Polio survivors tended to be driven and capable, working very hard to overcome real challenges brought on by the disease.
Holocaust survivors tended to be driven, focused on finding a way to keep avoiding the traps which would swallow them and take their life.
Yesterday, I heard that many holocaust survivors took their own lives soon after the war ended. Once the fight was over, they fell out of survival mode and had to take stock of their lives. Their loved ones were gone, they were spent, the challenges ahead looked immensely foreboding, and they had seen things that haunted them.
Post-Polio Syndrome (PPS) has been a challenge for many polio survivors. The current thinking is that while they could push their body to adapt beyond the damage caused by the disease, even down to new nerve sprouts, that adaptation came at a cost. The body had to work beyond normal capacity and doing that for a long time leads to breakdowns, failures, handicaps returning.
We can push past trauma, no doubt, but the body keeps score. Transcending the challenges has a cost and in the end, it must be paid.
I have been struggling this week with an ear infection, the pain finally prompting me to ask for help in a way that I almost never do. I saw a glimmer of smarts in that context, but when problems continued, I was reminded of the challenges of doctors; they have to have a very short attention and retention span. It is just what the system demands.

-=-=-

> **What is expected**: Please continue the piece on survivors and the cost of pushing past trauma, starting after its last sentence.

> **Dataset excerpts**:
-=-=-

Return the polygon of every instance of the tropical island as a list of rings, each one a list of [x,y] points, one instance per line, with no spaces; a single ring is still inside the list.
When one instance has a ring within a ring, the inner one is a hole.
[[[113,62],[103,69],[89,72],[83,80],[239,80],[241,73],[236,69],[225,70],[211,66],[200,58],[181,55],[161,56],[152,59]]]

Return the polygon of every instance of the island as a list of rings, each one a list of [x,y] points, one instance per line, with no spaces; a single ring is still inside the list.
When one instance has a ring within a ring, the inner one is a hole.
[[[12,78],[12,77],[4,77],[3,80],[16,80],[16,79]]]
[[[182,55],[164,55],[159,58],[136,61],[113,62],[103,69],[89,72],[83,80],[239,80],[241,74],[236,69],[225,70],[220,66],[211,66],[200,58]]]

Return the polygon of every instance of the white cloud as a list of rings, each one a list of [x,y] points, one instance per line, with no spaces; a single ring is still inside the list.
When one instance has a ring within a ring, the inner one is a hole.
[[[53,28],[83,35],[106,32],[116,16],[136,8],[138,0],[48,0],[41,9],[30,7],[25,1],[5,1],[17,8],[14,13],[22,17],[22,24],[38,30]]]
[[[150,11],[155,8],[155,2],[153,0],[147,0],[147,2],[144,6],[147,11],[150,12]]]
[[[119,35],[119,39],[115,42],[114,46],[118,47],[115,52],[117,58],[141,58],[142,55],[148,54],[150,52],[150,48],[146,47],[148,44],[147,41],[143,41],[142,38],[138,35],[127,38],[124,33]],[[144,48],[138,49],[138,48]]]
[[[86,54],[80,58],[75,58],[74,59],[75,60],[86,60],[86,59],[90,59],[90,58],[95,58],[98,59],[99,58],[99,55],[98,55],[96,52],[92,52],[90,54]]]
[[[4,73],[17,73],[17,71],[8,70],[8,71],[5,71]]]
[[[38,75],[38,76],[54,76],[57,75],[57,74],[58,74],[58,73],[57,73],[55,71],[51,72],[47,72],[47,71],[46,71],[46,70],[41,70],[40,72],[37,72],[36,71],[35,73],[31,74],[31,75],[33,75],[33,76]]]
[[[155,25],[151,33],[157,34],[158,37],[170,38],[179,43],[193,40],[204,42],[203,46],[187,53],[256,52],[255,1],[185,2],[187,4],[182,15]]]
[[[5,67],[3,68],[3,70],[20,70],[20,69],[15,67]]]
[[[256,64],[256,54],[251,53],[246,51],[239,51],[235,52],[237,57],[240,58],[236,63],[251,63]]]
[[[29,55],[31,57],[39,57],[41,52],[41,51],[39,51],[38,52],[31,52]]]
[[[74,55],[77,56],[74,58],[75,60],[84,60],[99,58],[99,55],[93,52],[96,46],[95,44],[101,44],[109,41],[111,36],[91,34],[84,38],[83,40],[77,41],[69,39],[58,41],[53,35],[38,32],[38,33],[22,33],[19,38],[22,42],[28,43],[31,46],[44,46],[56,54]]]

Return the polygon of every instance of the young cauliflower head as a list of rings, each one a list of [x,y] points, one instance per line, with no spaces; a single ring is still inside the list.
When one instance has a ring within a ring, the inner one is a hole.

-=-=-

> **Your response**:
In the end, while I got some information, I also got people missing the point of my problems. While cleaning out my ear helped, the problem was back the next day, never really having been addressed.
You have to be responsible for your own care is the lesson I was taught, and even be responsible for the others that you care about. Hitting the internet I was able to determine that my problem was not just buildup of ear wax but rather otitis externa, an infection of the outer ear canal. The doctor didn’t really get this, but the PA I saw just wrote for all bits, with an antibacterial ear drop (Cortisporin) and a prophylactic antibiotic (Cephalexin).
Doing the work, though, I found that neither of these was really appropriate. Because the weather is hot and humid and because the doctor didn’t see much skin irritation, my infection is probably fungal rather than bacterial. Antibacterials and antibiotics won’t help.
The best choice seems to be a solution of miconazole, an over-the-counter anti-fungal. The problem is that nobody makes much money prescribing it, so even the leading brand has stopped making the solution. You end up having to have to buy it as a veterinary preparation. It has helped many many dogs get over nasty fungal infections. I grew up with a Basset Hound, so I know about dogs and ear problems.
Doctors who have studied the problem for the Navy eventually discovered, after trying lots of fancy things, that the simplest solution is to change the Ph in the ear canal, making it more acidic. Fungus doesn’t like acid and neither does bacteria, for that matter.
White wine vinegar is milder than white vinegar so it is the go-to solution. It’s not a quick fix, as you have to keep up the treatments until the canal is clean rather than stopping when the pain stops, but that’s pretty standard.
I reached out because I was hurting. I got the best the medical system could offer. I saw hope and then I saw it evaporate. I had to find my own solution.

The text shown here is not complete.